What you need to do: Exactly reproduce the lines from the line bearing "Task: Indicate the pink" through the end of the listing, inclusive of both; pictures are to be omitted.
* begin Material for this exercise *
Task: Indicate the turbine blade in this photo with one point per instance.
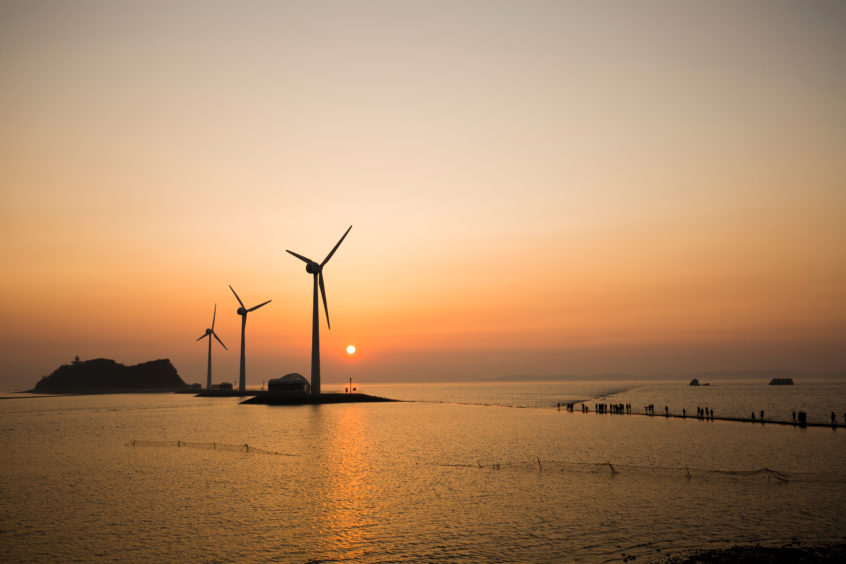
(301, 257)
(335, 248)
(323, 293)
(258, 306)
(236, 297)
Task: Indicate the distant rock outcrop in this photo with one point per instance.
(781, 382)
(106, 375)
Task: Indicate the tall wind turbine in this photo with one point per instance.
(243, 311)
(210, 333)
(317, 270)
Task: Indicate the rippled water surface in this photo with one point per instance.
(456, 477)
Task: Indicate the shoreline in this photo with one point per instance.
(711, 419)
(790, 553)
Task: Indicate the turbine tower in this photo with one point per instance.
(317, 270)
(243, 311)
(210, 333)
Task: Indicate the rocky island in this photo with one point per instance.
(103, 375)
(781, 382)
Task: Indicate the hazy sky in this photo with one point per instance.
(535, 187)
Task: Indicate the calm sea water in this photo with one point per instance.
(460, 475)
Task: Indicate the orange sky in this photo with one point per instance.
(535, 188)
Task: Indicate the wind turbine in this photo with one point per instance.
(210, 333)
(317, 270)
(243, 311)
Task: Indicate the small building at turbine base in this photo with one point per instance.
(293, 383)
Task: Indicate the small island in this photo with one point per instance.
(781, 382)
(277, 398)
(103, 375)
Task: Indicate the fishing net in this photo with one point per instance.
(613, 469)
(245, 448)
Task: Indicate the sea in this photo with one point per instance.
(457, 472)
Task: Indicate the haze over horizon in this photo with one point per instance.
(534, 187)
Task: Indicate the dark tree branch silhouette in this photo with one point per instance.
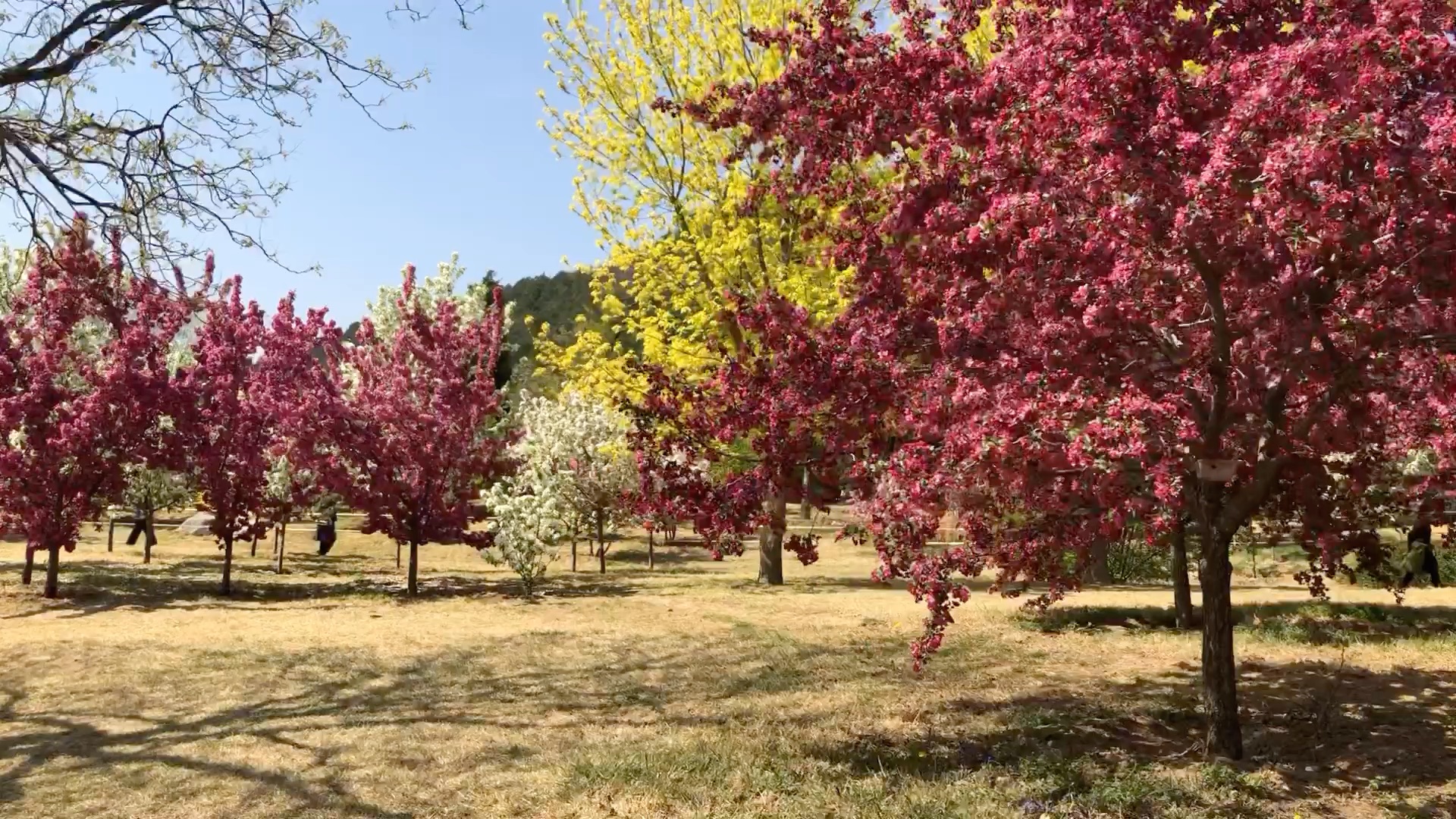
(237, 74)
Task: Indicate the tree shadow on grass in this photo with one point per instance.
(1320, 727)
(335, 719)
(1299, 621)
(89, 588)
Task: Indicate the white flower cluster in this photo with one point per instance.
(574, 471)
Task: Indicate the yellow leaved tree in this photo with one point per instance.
(669, 212)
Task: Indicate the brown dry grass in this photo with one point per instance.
(686, 691)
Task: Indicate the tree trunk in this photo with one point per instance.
(1097, 573)
(1183, 592)
(601, 547)
(770, 544)
(53, 572)
(228, 564)
(278, 547)
(414, 567)
(1220, 698)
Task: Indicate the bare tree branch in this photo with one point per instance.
(240, 74)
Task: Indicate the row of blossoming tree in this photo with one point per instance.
(1164, 264)
(117, 388)
(402, 428)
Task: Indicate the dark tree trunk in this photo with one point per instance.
(1183, 592)
(1097, 573)
(278, 541)
(53, 572)
(770, 544)
(414, 567)
(601, 547)
(150, 537)
(1220, 698)
(228, 564)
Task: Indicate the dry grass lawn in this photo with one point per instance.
(688, 691)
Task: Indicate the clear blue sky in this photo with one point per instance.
(475, 175)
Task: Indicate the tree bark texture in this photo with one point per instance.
(770, 544)
(1220, 698)
(228, 566)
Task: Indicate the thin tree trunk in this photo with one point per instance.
(601, 547)
(770, 544)
(53, 572)
(147, 538)
(278, 547)
(1220, 698)
(228, 564)
(1183, 592)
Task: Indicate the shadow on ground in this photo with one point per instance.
(89, 588)
(1299, 621)
(341, 707)
(1323, 729)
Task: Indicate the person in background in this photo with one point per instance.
(142, 525)
(1420, 557)
(328, 532)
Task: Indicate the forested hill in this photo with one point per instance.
(554, 299)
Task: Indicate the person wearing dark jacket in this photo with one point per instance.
(1420, 557)
(142, 525)
(327, 532)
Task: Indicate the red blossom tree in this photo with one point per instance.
(758, 423)
(1139, 262)
(413, 438)
(235, 401)
(83, 385)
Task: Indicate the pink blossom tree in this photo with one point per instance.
(413, 439)
(83, 387)
(235, 404)
(1138, 262)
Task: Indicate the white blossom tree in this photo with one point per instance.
(574, 480)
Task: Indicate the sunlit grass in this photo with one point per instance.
(685, 691)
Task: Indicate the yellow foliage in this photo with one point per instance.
(654, 184)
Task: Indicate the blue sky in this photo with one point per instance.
(475, 175)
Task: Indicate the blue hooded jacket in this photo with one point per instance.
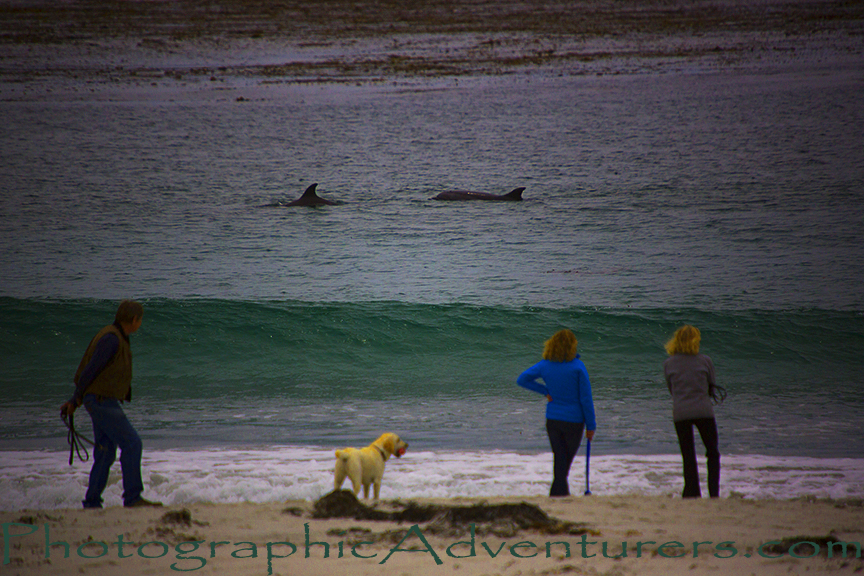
* end Material for this exercise *
Response to the task:
Task: Indicate the pink blossom tree in this photo with one point per instance.
(413, 439)
(83, 387)
(235, 404)
(1138, 262)
Task: Indicate the white blossom tree in this photo with one point per instance.
(574, 480)
Task: Indicate the sunlit grass in this photo with one point per instance.
(685, 691)
Task: Indicate the yellow foliage in this photo with one point per instance.
(654, 184)
Task: Indicate the blue sky in this photo with one point per instance.
(475, 175)
Task: Indicate the blue hooded jacket in this photo with one point per instance.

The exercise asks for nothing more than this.